Excerpt
------

Roboflow Glossary

A glossary of common computer vision terms.

Written by Mohamed Traore

Last published at: June 14th, 2022

This is a auto-generated Article of all your definitions within the glossary.


This is a auto-generated Article of all your definitions within the glossary.

  • Accuracy

    The proportion of "correct" vs "incorrect" predictions a model makes. Common in classification models that have a single correct answer (vs object detection where there is a gradient from "perfect" to "pretty close" to "completely wrong".) Often terms such as "top-5 accuracy" are used which means "how much of the time was the correct answer in the model's top 5 most confident predictions?" Top-1 accuracy and Top-3 accuracy are also common.

  • Annotation

    The "answer key" for each image. Annotations are markup placed on an image (bounding boxes for object detection, polygons, or a segmentation map for segmentation) to teach the model the ground truth.

------

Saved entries
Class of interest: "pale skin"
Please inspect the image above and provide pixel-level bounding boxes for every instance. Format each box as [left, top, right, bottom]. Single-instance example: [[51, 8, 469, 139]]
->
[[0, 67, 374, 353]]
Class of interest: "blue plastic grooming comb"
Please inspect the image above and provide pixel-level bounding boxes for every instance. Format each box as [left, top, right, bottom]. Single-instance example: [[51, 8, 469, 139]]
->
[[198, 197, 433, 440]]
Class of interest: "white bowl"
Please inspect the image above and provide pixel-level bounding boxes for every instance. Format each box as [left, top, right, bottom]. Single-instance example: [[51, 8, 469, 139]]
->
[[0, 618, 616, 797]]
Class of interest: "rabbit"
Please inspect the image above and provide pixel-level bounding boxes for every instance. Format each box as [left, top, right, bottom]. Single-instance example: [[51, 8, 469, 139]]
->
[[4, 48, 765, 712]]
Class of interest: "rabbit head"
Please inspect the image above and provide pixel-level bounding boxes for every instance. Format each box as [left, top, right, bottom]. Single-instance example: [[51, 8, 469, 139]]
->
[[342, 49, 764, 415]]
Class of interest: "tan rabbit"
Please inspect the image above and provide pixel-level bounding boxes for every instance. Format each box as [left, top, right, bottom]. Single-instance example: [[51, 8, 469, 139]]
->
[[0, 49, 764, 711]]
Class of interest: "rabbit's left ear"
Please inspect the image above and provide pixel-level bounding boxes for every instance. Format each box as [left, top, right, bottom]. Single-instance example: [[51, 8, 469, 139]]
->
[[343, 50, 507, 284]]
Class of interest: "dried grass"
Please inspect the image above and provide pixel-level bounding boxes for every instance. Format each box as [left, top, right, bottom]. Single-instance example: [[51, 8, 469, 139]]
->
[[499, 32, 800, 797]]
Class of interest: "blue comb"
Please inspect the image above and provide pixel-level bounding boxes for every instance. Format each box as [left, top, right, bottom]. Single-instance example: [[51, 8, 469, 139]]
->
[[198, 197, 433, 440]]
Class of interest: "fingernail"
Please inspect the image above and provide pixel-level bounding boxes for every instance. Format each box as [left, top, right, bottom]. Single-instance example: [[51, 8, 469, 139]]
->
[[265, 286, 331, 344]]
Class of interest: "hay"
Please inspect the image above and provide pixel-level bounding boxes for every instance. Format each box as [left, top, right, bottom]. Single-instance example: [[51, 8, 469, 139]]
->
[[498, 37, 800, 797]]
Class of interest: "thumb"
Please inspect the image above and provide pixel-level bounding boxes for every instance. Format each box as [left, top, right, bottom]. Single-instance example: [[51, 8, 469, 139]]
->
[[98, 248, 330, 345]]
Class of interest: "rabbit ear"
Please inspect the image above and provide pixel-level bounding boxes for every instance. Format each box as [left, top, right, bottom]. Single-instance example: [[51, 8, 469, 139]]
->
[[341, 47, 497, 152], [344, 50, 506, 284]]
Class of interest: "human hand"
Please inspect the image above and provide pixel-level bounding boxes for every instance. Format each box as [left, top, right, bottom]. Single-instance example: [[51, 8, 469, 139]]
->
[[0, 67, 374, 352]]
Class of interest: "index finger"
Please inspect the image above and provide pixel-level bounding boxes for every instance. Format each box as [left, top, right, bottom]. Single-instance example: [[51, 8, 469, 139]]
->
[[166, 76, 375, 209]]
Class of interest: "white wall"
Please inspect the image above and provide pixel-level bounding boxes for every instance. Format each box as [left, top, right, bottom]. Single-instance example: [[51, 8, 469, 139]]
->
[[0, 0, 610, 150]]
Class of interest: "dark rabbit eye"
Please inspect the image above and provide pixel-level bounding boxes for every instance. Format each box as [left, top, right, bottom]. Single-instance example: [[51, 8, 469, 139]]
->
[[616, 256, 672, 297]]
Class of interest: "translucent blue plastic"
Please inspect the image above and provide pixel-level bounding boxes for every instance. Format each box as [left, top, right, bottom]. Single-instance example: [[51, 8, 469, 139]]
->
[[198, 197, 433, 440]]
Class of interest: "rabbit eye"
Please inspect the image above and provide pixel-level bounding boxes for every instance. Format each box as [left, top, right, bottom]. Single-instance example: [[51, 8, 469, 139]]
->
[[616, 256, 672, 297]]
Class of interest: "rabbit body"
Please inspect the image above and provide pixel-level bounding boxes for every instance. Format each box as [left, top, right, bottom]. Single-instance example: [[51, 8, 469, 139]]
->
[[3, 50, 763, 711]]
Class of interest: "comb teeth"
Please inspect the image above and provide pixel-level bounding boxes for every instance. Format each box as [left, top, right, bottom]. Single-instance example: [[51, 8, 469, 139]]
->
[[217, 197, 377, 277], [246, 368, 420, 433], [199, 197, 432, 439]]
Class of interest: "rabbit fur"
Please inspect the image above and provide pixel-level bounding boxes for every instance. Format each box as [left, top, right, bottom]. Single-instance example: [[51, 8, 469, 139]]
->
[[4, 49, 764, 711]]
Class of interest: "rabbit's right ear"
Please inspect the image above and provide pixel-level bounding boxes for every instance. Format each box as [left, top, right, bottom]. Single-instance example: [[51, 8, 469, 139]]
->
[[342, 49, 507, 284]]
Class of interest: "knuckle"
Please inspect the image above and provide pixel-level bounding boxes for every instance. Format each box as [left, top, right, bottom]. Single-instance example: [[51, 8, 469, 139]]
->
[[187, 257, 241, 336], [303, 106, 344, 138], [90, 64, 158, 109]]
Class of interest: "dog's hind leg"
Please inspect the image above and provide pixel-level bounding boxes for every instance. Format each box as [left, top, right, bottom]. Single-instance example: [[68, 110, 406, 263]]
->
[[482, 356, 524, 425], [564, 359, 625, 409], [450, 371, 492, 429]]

------

Continue the computer vision glossary from the end of its Annotation entry. Nothing in the listing is needed here.

  • Annotation format

    The particular way of encoding an annotation. There are many ways to describe a bounding box's size and position (JSON, XML, TXT, etc) and to delineate which annotation goes with which image.

  • Annotation group

    Describes what types of object you are identifying. For example, "Chess Pieces" or "Vehicles". Classes (eg "rook", "pawn") are members of an annotation group.

  • Architecture

    A specific neural network layout (layers, neurons, blocks, etc). These often come in multiple sizes whose design is similar except for the number of parameters. For example, EfficientDet ranges from D0 (smallest) to D7 (largest).

  • AUC

    Area Under the Curve. An evaluation metric for the efficacy of a prediction system that is trading off precision at the expense of recall. The precision-recall curve is downward sloping as a prediction algorithms confidence is decreased, to allow more, but less precise predictions.

  • Augmentation

    Creating more training examples by distorting your input images so your model doesn't overfit on specific training examples. For example, you may flip, rotate, blur, or add noise. On Roboflow, augmentations are only applied to images within your training set.

  • Auto-ML

    One-click to train models that optimize themselves (usually hosted in the cloud). They can be a good starting point, a good baseline, and in some cases a "it just works" solution vs tuning your own models.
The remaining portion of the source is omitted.